Dokumentauszug:

◇ ◇ ◇

Donnerstag, 12. April 2007

digital ethnography

ich will das jetzt mal unakademisch versuchen, denn ich habe keine lust, mich selbst zu langweilen, aber eins ist doch klar:

das netz hat porn endgültig zu einem substantiellen teil unserer massenkulturen gemacht, wenn auch leider ohne bedeutendes entwicklungspotenzial. es differenziert sich nur aus und wächst in kaum vorstellbarem maße. porn macht mode (auch wenn das französische label SHAI seinen sehr expliziten modekatalog wieder aus dem Netz genommen hat), porn wird studiert, porn wird jederzeit in täglichen 36-häppchen verfügbar konsumiert (diesen link NICHT im büro anklicken) wie eine tageszeitung, besser: wie ein filterkaffee am nachmittag: erleichternd, belanglos, manchmal nötig, schal. und porn ist mindestens so 2.0 wie das netz selber: wir sind porn. es gibt kein drittes anderes, es gibt keine kontrolle, es gibt keine verschwörung.

denn - und das ist der zweite punkt: wir sind die medienproduzenten unser eigenen existenz. wir sind Truman, wir machen die Show. wir sind EdTV, wir sind der minutenaktuelle cnn-journalist, eingebettet in uns selbst.

wird ent-essentialisieren die kunsttradition zweier jahrhunderte, in denen die inszenierung der eigenen biographie ein berufszweig des künstlers oder eine aufgabe des zeugen wurde. wir überführen die notwendige selbstverortung in einem sozialen netz in die simulation einer kommunikation durch die maschine. unser sicherheitsabstand, unser schutzradius von einem zu anderthalb metern, er ist jetzt der bildschirm, die kamera, die tastatur. wir tauschen ihn ein und verlagern das schamgefühl ins nichts. vor einer maschine gibt es keine scham. in diesem sinn ist eine maschine wie ein haustier.

das gesagt, stehen sie schon an der ecke: die ethnographen des digitalen, und beginnen das gebet einer neuen heilsgeschichte.



P.S.: dies ist übrigens kein YouTube-Werbevideo, sondern die arbeit einer forschergruppe. offenbar muss man sich hier für pathos nicht entschuldigen. tatsächlich gibt es schlimmere vergehen als dieses.

also können wir ruhig noch ein kleines webberwonderland-video zeigen. dieses hat sogar einen gewissen didaktischen wert:



ach so, und dass unsere gesellschaft von porn durchsetzt ist, weiss natürlich auch die literatur. da wird im heutigen berlin mitte (dem die duden-redaktion in ihrer neuesten ausgabe verboten hat, von sich selbst als 'szene' zu sprechen) artig in der gebetsmühle gevögelt und ... ach, eigentlich wurde (da: in der literatur) schon immer gevögelt.

◇ ◇ ◇

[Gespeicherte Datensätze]
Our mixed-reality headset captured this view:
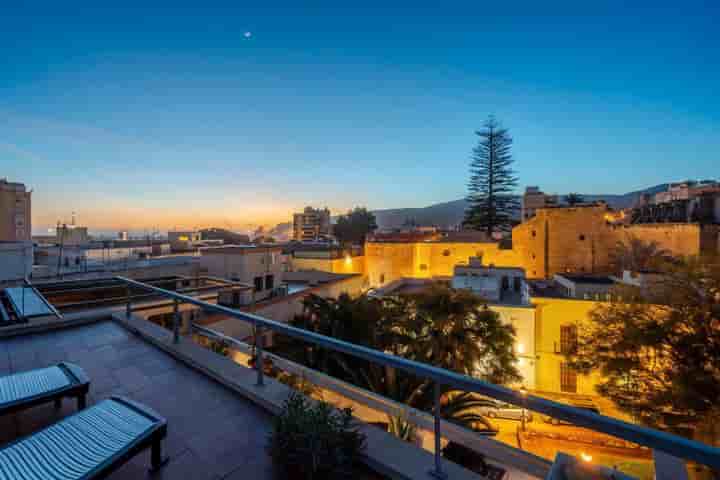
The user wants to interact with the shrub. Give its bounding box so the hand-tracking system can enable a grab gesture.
[388,413,417,443]
[210,340,230,357]
[277,372,320,397]
[267,392,365,480]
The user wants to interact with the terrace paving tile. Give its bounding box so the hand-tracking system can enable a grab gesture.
[0,321,275,480]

◇ ◇ ◇

Gestellte Aufgabe: Ändere im Blogeintrag über Pornografie im Netz den Abschnitt von "das netz hat" bis einschließlich "gibt keine verschwörung.", indem du "filterkaffee" durch "espresso" ersetzt, und gib ihn so wieder. Die Datensätze sind hierfür ohne Bedeutung.

Lösung:
das netz hat porn endgültig zu einem substantiellen teil unserer massenkulturen gemacht, wenn auch leider ohne bedeutendes entwicklungspotenzial. es differenziert sich nur aus und wächst in kaum vorstellbarem maße. porn macht mode (auch wenn das französische label SHAI seinen sehr expliziten modekatalog wieder aus dem Netz genommen hat), porn wird studiert, porn wird jederzeit in täglichen 36-häppchen verfügbar konsumiert (diesen link NICHT im büro anklicken) wie eine tageszeitung, besser: wie ein espresso am nachmittag: erleichternd, belanglos, manchmal nötig, schal. und porn ist mindestens so 2.0 wie das netz selber: wir sind porn. es gibt kein drittes anderes, es gibt keine kontrolle, es gibt keine verschwörung.